[Text-to-region grounding data]
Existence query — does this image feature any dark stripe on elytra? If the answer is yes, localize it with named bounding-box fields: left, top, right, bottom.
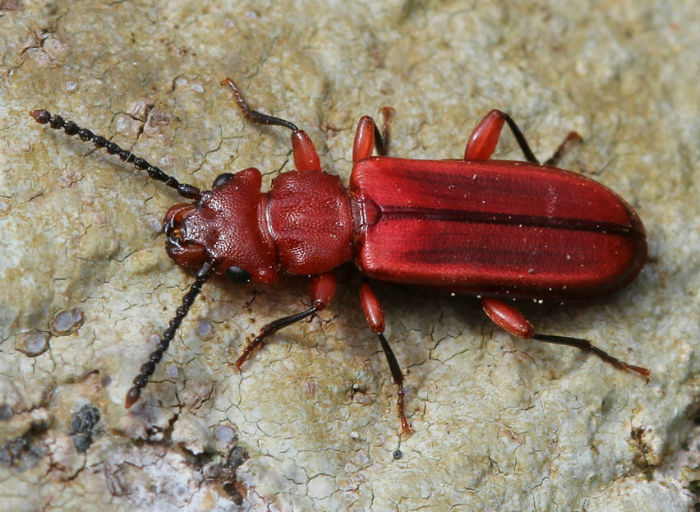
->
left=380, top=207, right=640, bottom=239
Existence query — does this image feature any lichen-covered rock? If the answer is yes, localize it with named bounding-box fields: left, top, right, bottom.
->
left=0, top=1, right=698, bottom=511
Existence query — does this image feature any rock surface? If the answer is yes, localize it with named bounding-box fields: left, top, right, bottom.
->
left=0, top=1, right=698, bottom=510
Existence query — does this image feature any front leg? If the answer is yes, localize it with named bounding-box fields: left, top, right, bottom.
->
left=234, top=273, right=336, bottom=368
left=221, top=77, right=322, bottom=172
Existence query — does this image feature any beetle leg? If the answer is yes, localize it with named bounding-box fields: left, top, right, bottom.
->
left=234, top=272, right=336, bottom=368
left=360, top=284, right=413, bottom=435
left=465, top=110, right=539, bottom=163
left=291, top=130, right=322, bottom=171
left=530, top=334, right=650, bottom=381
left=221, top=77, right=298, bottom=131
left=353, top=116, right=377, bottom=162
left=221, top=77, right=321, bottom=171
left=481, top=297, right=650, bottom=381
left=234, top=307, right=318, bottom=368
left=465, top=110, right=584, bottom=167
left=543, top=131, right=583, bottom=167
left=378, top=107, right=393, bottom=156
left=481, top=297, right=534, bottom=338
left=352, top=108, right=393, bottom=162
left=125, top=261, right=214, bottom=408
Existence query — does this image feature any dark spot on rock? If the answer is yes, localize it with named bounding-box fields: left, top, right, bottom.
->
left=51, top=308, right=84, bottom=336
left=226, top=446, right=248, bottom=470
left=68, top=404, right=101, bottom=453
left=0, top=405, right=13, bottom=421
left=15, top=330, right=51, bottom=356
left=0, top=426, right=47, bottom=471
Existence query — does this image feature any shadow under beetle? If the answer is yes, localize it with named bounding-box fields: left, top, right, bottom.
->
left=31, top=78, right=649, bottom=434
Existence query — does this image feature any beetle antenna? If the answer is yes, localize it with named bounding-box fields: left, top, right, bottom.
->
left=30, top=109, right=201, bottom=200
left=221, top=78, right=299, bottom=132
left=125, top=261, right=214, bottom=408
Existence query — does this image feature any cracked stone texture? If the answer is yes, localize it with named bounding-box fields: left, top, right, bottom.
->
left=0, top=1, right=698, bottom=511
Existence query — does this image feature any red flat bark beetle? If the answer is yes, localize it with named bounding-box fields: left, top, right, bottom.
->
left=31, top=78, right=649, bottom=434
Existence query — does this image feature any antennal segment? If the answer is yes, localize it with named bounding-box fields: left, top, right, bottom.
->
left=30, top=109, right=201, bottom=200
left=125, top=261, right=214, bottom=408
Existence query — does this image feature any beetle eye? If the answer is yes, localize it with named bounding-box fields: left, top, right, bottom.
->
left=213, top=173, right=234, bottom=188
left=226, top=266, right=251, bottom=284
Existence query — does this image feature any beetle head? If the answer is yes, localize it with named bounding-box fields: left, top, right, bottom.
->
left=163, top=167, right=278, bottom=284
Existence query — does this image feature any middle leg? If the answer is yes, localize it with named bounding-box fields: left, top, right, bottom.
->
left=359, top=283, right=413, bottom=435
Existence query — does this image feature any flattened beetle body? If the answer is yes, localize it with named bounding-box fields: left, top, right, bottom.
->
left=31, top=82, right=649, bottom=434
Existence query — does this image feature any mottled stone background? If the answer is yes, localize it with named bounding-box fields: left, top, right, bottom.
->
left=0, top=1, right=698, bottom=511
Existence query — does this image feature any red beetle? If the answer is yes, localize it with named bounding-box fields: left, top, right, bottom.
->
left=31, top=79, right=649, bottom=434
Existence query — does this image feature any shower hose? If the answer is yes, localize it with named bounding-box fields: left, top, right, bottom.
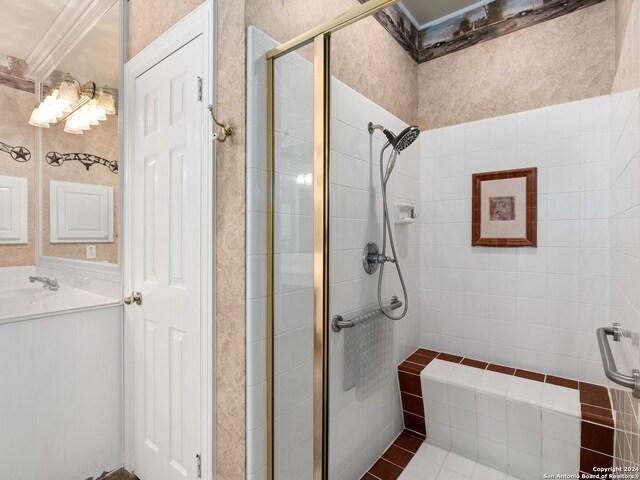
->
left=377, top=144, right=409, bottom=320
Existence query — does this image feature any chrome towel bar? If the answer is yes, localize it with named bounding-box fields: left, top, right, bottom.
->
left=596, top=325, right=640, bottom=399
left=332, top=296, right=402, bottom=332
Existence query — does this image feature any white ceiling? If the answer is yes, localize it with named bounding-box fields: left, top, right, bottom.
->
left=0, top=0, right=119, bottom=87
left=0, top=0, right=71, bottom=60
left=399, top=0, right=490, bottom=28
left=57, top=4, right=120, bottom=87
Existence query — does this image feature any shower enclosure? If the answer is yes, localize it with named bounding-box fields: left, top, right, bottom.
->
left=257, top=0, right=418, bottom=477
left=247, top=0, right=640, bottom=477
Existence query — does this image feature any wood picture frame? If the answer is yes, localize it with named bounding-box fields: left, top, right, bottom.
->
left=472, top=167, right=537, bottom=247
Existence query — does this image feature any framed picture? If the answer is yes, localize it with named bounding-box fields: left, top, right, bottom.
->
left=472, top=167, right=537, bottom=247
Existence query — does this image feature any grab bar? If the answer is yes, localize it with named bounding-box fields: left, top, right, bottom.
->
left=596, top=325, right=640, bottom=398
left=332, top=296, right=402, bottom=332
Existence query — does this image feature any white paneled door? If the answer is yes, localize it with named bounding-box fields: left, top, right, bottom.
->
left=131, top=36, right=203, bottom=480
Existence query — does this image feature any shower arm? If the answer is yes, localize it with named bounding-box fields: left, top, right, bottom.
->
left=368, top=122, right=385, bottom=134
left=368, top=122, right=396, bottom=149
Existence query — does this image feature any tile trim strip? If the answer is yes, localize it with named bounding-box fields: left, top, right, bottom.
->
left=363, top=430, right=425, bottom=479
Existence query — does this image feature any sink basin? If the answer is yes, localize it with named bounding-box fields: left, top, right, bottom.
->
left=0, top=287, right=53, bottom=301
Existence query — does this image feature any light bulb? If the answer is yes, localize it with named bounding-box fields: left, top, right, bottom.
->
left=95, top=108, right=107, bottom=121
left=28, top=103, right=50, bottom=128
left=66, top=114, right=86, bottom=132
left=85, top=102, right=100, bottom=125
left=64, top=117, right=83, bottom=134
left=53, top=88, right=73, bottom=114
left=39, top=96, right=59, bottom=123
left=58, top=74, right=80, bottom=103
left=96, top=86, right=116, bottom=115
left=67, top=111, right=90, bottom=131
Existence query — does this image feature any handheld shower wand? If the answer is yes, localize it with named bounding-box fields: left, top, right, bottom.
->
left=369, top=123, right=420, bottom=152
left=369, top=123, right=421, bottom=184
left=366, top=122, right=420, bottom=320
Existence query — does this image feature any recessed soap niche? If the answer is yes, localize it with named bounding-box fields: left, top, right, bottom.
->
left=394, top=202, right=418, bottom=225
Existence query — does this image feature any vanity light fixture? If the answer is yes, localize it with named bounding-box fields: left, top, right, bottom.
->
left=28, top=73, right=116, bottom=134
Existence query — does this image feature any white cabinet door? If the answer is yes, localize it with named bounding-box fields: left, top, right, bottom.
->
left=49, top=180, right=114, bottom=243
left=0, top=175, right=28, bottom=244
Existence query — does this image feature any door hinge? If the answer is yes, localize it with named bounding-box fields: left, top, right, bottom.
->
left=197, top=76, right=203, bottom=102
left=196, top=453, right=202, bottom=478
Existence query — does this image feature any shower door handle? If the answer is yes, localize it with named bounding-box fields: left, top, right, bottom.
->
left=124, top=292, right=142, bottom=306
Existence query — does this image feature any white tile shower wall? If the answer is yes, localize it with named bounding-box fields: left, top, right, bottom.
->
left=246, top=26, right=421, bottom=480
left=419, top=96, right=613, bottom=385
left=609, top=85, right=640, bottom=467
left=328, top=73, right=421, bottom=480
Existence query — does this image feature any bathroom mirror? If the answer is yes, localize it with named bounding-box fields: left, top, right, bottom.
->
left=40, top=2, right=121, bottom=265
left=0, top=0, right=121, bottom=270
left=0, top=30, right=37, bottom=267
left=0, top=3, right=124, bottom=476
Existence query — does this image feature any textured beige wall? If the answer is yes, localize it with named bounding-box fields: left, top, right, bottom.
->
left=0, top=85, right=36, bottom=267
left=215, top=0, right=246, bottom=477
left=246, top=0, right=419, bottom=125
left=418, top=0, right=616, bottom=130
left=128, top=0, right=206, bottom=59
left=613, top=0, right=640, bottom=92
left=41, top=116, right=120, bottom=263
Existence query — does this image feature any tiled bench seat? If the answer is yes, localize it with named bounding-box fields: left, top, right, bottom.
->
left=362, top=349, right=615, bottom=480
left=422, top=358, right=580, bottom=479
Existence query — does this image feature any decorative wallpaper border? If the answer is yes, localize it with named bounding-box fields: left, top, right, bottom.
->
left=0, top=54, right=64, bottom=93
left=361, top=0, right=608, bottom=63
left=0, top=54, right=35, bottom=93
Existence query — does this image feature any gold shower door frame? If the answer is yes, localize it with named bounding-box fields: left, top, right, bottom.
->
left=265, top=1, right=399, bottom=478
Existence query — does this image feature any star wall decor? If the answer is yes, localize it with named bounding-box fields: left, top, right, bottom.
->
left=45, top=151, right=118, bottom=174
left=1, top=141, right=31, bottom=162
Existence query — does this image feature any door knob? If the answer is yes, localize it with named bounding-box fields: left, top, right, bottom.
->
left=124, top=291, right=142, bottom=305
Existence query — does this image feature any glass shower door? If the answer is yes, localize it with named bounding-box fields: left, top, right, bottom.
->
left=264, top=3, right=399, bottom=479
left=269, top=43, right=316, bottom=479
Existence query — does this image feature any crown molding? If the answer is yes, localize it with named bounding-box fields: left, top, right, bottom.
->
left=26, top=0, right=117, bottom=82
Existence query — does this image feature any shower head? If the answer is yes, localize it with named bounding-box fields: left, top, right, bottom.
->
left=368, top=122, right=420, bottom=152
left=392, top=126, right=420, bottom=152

[Work item]: Considering the records line by line, how many lines hold the string "picture"? Say only the number.

[Completed task]: 2